▶ DOCUMENT
## begin

How Are Tensors Laid Out In Memory?
When a user is creating a Tensor in PyTorch, they typically have something like the below in their head. A matrix laid out with a specific shape and perhaps a specific value they want to access later on.
By default, PyTorch will store the values in memory contiguously in row major order like the below (assuming each value is a 4-byte integer). Row major order means that elements in the same row are stored contiguously (this is also the default for how low-level languages like C and Rust store matrices).
While this layout is simple, we need to store more data to ensure we don’t lose information. For instance, for the layout drawn above, we have no idea if the represented tensor has a shape of (4x1), (1x4), or (2x2). Naturally this makes a big difference in all of the operations we do. Let’s add in the shape to our diagram below.
With the shape and the values within memory, now we have to figure out how to fetch specific entries. For this, we use a stride.
A stride is an array of values that correspond to each dimension in the tensor. We use these to determine how far to walk within the contiguous memory to find the exact value we need. To continue with our example:
With the right stride we will get all the correct values. The question is, how do you get the right stride? This is based off the dimensions of your tensor, and we start by working backwards. For all contiguous tensors, the last dimension always has a stride of 1. Once this is done, we now need to figure out how many elements we need to jump for the next dimension. This is done by multiplying the next dimension by the last value. For our example of (2x2), our next dimension is 2 and our last stride value was 1, so we would get 2. Showing this generally in the image:
This stride format is dynamic, allowing us to change the shape of the Tensor by simply changing the metadata. Whenever we want to adjust the shape of the tensor without copying over the data, we simply do tensor.view(x,y)
and, assuming the new dimensions can hold all of the data, it will now let us access our data via this new dimensions.
To wrap this up, let’s revisit our earlier example. After running view on the tensor to move it to a (4x1) matrix, we can see below that our values and memory addresses have stayed the same, while only our metadata was updated.
Operations
How Do Tensors Get Operated On?
Now that we have our data set, it’s time to look into how these tensors get operated on. From a high-level, PyTorch has operations like torch.mm
which carry out matrix multiplication. While it may seem like a single function, in reality there are multiple different implementations based off the device (CPU, CUDA, etc.) and the data type it holds (fp32, int, etc.).
This separation is also why you generally cannot operate on tensors held on different devices. Doing so results in a runtime error because operations between tensors on different devices are unsupported.

## end

▶ PROVIDED MATERIAL
## begin

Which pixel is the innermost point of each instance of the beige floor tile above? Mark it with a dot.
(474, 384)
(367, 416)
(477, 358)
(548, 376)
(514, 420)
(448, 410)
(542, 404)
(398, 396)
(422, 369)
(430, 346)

## end

▶ EXERCISE
Write the next part of the piece on how PyTorch stores and operates on tensors, starting after its final sentence.

▶ REPLY TO THE EXERCISE
Looking at the Python code alone, you wouldn’t see the complexities and performance implications this choice has. Under the hood, PyTorch is implemented in C++, where there are two main ways to invoke functions: statically or dynamically.
In a static call, the function is known precisely at compile time — this makes it fast but would require PyTorch to make assumptions it isn’t designed to make (e.g. device type, type of Tensor, data type, etc). Put differently, only at runtime does PyTorch have all the info needed to determine which function to call. As a consequence, PyTorch relies on dynamic dispatch.
Dynamic dispatching has its costs however. While the extra storage overhead of dynamic libraries is rarely an issue today, managing backwards compatibility is. When running older models, finding the correct combination of dependencies can be incredibly painful. This means that when you are setting up your PyTorch environment, you need to be extremely careful to call out every possible dependency — relying solely on the default pip wheel can lead to version mismatches and elusive bugs.
Once PyTorch determines which operation to run based on device and data type, it delegates to a low-level kernel — usually written in C++. Let’s now look into how these kernels are structured and how you can write your own.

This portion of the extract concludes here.